> [Excerpted data]:
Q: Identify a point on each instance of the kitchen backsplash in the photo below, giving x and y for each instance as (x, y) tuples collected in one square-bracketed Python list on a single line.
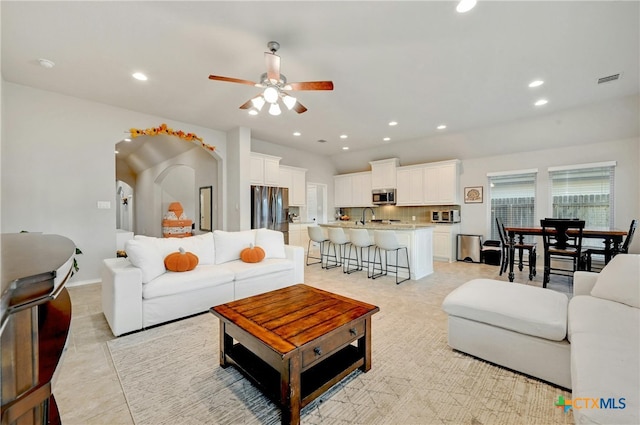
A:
[(391, 212)]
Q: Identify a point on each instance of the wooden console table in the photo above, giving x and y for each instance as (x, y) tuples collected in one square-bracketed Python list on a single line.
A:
[(35, 314), (295, 343)]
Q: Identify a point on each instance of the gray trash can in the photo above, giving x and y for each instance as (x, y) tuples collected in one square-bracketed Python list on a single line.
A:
[(470, 248)]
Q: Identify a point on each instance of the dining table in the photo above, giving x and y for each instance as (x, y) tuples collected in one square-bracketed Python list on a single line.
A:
[(611, 238)]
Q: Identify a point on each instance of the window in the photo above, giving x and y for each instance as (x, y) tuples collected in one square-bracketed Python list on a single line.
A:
[(584, 192), (513, 199)]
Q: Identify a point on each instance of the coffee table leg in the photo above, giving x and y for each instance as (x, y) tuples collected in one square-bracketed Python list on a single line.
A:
[(290, 392), (226, 342), (364, 346)]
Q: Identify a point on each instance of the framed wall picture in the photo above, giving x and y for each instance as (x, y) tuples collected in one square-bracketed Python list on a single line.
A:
[(473, 195)]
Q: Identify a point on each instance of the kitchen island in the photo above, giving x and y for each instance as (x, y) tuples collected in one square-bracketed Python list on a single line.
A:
[(417, 237)]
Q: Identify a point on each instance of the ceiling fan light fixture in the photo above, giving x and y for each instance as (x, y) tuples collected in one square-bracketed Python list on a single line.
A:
[(271, 94), (289, 101), (258, 102), (274, 109)]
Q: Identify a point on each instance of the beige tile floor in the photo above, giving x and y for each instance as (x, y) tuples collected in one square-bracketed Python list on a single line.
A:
[(87, 388)]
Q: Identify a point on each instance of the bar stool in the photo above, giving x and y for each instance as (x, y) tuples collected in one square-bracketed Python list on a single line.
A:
[(316, 234), (337, 238), (386, 241), (360, 239)]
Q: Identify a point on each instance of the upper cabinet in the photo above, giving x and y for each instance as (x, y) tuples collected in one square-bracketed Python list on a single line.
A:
[(383, 173), (265, 169), (294, 179), (428, 184), (441, 183), (352, 190)]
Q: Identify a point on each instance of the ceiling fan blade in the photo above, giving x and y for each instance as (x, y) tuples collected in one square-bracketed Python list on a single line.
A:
[(310, 85), (299, 108), (232, 80), (273, 66)]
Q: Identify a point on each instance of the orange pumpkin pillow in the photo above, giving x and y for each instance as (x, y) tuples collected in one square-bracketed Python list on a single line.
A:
[(253, 254), (181, 261)]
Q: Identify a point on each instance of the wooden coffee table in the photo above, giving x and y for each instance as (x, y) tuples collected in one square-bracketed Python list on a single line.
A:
[(295, 343)]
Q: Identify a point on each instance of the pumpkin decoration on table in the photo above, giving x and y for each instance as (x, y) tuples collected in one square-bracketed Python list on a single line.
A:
[(181, 261), (253, 254)]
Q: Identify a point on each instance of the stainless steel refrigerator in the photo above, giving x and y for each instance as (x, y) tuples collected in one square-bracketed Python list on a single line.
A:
[(270, 209)]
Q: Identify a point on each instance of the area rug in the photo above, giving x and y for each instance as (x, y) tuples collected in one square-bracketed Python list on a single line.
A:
[(171, 374)]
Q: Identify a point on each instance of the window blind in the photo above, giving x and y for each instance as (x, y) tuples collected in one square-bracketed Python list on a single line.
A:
[(513, 200), (584, 193)]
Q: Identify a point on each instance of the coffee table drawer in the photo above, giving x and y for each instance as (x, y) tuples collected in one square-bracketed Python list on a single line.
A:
[(326, 345)]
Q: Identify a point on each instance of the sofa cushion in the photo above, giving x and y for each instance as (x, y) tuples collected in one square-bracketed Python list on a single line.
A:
[(202, 276), (230, 244), (618, 281), (591, 314), (145, 255), (243, 270), (201, 245), (521, 308), (272, 242)]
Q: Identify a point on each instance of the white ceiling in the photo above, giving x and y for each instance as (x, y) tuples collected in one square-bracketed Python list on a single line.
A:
[(419, 63)]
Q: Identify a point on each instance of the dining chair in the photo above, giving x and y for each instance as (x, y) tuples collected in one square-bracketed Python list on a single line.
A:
[(520, 247), (624, 249), (562, 241)]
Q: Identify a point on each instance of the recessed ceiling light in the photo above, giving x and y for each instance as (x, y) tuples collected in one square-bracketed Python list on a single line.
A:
[(465, 5), (139, 76), (46, 63)]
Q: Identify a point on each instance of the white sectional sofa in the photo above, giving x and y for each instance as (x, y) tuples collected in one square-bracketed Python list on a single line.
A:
[(138, 292), (590, 344)]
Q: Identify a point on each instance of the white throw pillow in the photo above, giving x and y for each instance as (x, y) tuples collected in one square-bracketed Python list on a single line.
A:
[(229, 244), (620, 280), (144, 254), (272, 242)]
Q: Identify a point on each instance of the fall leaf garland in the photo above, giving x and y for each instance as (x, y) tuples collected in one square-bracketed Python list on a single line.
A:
[(163, 129)]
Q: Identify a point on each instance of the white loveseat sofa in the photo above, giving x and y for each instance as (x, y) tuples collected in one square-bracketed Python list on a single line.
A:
[(138, 292), (590, 344)]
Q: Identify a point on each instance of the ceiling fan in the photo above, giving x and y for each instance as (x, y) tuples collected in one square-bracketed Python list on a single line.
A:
[(275, 86)]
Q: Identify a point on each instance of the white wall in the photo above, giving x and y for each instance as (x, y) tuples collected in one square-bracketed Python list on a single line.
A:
[(57, 162), (320, 169)]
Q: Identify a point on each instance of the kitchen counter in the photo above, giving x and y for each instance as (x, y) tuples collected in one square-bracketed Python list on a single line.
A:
[(417, 237), (378, 226)]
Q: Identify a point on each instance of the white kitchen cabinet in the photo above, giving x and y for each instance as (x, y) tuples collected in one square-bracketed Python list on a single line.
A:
[(441, 183), (352, 190), (294, 179), (383, 173), (265, 169), (410, 181), (444, 242)]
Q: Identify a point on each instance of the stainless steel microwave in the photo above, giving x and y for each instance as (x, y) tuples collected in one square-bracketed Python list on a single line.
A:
[(383, 197), (445, 216)]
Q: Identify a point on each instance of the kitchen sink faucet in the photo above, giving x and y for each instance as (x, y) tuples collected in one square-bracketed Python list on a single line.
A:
[(373, 214)]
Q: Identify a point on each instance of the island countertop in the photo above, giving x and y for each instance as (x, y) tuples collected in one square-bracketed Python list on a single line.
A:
[(378, 226)]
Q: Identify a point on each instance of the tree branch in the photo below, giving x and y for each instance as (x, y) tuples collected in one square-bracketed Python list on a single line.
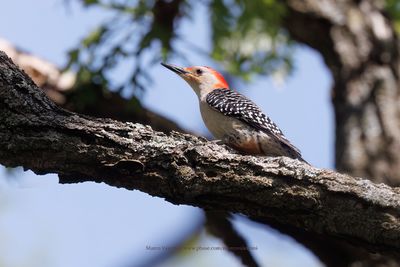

> [Work to complete]: Return every item above verbatim, leaving out the pictures.

> [Task result]:
Q: Identify a point on each instance of the kitchen backsplash in the photo below, giving x and y for each instance as (x, y) tuples collected in one square-bracketed Python list on a single line.
A:
[(391, 212)]
Q: Identify a point on each instance of the wooden console table in the photo above, giving x and y for each instance as (x, y) tuples collected in one square-bracketed Python list on a single line.
A:
[(35, 314), (295, 343)]
Q: Identify a point on each instance of the gray trash can in the photo above, giving x and y for each instance as (x, y) tuples collected in one square-bracketed Python list on a single line.
A:
[(470, 248)]
Q: Identify a point on each instance of the dining table in the photo above, giving x and y for each instance as (x, y) tuples collected in one square-bracketed Python list on a single line.
A:
[(611, 238)]
Q: Identify a point on each instance of the window in the photo above, giving x and y for each instance as (x, y) tuples collected in one square-bracketed Python list on a single line.
A:
[(584, 192), (513, 199)]
Q: Identify a point on each instance of the coffee table leg in the photo above, giving x and y for each instance as (x, y) tuples collected in one square-bracketed Python list on a single line.
A:
[(290, 392), (226, 342), (364, 346)]
Q: Identify a point on each instance of the framed wall picture in the photo above, giving x and y for each instance as (x, y) tuples collected in one square-bracketed Python list on a single line.
A:
[(473, 195)]
Q: Identify a point on each instance of the kitchen island in the photo above, giving x and y for each instance as (x, y) tuples collected in one square-bracketed Python list on a single line.
A:
[(417, 237)]
Q: Identify a point on each instance of the ceiling fan light fixture in the photo above, giving x and y for each instance as (x, y) tuples collected in one square-bracketed Python list on a single line.
A:
[(271, 94), (289, 101), (258, 102), (274, 109)]
Q: Identify a point on each instance of the beige tile floor in the photo above, giving x and y for each instance as (x, y) tuples collected in one square-bracketed Python list on a single line.
A:
[(87, 388)]
Q: Identify a point on each instance of the bar stool in the photo above, giving x and y for each instance as (x, y) tuples collected in one square-bracketed Python list on a single line.
A:
[(316, 234), (337, 238), (386, 241), (360, 239)]
Q: Identify a point on each instance of the upper cabinet in the photo above, giving x and y for each instance as (x, y) tuples collected in one square-bracketed Python list on a single line.
A:
[(383, 173), (265, 169), (294, 179), (428, 184), (441, 183), (352, 190)]
Q: Identify a point on each instance of the ceiling fan blade in the photo above, giving x and y for each instance as (x, y) tuples collected in one square-bracketed Python list on a single line.
A:
[(310, 85), (299, 108), (232, 80), (273, 66)]
Q: Identify a point on each instance of the orange pumpkin pillow in the photo above, giving x and y for each instance as (x, y) tuples collected in one square-bracketed Python list on a single line.
A:
[(253, 254), (181, 261)]
Q: Identify a point on each instance of the wooden coffee table in the photo above, giving x and y for each instance as (x, y) tuples collected in one square-bracketed Python list on a single line.
A:
[(295, 343)]
Q: Identify a point on each instance of the pumpkin decoration on table in the photo above, giving x and y for each instance as (x, y) tuples collected in one square-bracketed Python list on a single line.
A:
[(181, 261), (253, 254)]
Q: Identify a point on each instance of the stainless steel refrigerator in the photo above, giving x and y for each instance as (x, y) tuples collected in one square-bracketed Python list on a single line.
A:
[(270, 209)]
Q: Identify a point on each instance of the area rug in the photo above, giving x and y for each instance as (x, y) tuples collected in one square-bracketed Python list on a single line.
A:
[(171, 374)]
Q: Identify a point on each instance of the window blind in the photo above, giving x and y for each instance as (x, y) tuples collected in one square-bracketed Python list on a single line.
A:
[(513, 200), (584, 193)]
Q: Identify a point on each instance of the coffee table drawer in the photo above, giving x and y for each instance as (x, y) tuples collected in one square-bracketed Python list on a single line.
A:
[(326, 345)]
Q: Identify a point on each instance of the sofa cushion in the photo above, giving x and y for each instance as (x, y) tuples collected in one square-bracketed Python list on a single line.
A:
[(202, 276), (230, 244), (618, 281), (591, 314), (145, 255), (243, 270), (201, 245), (521, 308), (272, 242)]
Q: Identify a point on each instance of the white ceiling in the photo above, giving x and y for each instance as (x, y) tuples collected in one square-bracketed Python list on a single line.
A:
[(419, 63)]
Q: Identify a point on each instance of the dining chair in the photo above, giving x and y for each instance as (x, y) tuples collected in one square-bracketed Python list on a single line.
A:
[(520, 247), (624, 249), (562, 241)]
Q: Identify a point on each instance of the recessed ceiling light in the photo above, giving x and y for each instance as (x, y) tuples collected in one square-bracketed Python list on a single line.
A:
[(465, 5), (139, 76), (46, 63)]
Q: Identify a point on each instance of the white sectional sofa in the photo above, giving x and y for each instance as (x, y) tuples collected in one square-bracketed Python list on a single line.
A:
[(138, 292), (590, 344)]
Q: Identify a point on each instance of the white throw pillow in the photo above, giving x and y for each instance as (x, y) tuples collected in one square-bracketed Python list on a single line.
A:
[(229, 244), (620, 280), (144, 254), (272, 242)]
Q: Identify a point on each instance of the fall leaf garland in the photo above, giving x and y for each instance as (x, y) tuples collected in one square-bracketed Python list on a single line.
A:
[(163, 129)]
Q: Identify a point on each instance of the white loveseat sofa in the photo above, giving x and y for each instance as (x, y) tuples collected in one square-bracketed Python list on a single line.
A:
[(138, 292), (590, 344)]
Q: Identify a point on each instance of the ceiling fan in the photo above, giving x and y for each instance as (x, y) tuples collected in one square-bracketed Python list on a single line.
A:
[(275, 86)]
Q: Identify a point on each instance of the white wall in the photo above, giving x and y for each instance as (x, y) tuples collected in one square-bracketed Python list on a single line.
A:
[(57, 162), (320, 169)]
Q: Identify a point on each instance of the kitchen counter in the photo above, giving x and y for each instance as (x, y) tuples collected in one square-bracketed Python list on a single line.
A:
[(417, 237), (378, 226)]
Q: Identify a point on each instance of the white kitchen cabinet in the photo above, giving x and y for each instance as (x, y) tuples collected in one square-bracketed Python list on a single line.
A:
[(441, 183), (352, 190), (294, 179), (383, 173), (265, 169), (410, 181), (444, 242)]
Q: Identify a point on each instance of the stainless steel microwave in the photo above, giving x and y for each instance as (x, y) tuples collected in one square-bracketed Python list on a single line.
A:
[(383, 197), (445, 216)]
Q: Identify a point on each instance of the kitchen sink faucet in the photo above, giving x and y for each instance as (x, y) tuples collected in one square-bracketed Python list on a single line.
A:
[(373, 214)]
Q: Identify a point on each instance of the island countertop in the photo above, giving x and y for each instance as (x, y) tuples collected in one square-bracketed Python list on a single line.
A:
[(378, 226)]
Q: Identify a point on each instance of the tree branch in the photo below, giving x and y for each instance as (x, y) tuples collected in one square-bracketed Python list on a single line.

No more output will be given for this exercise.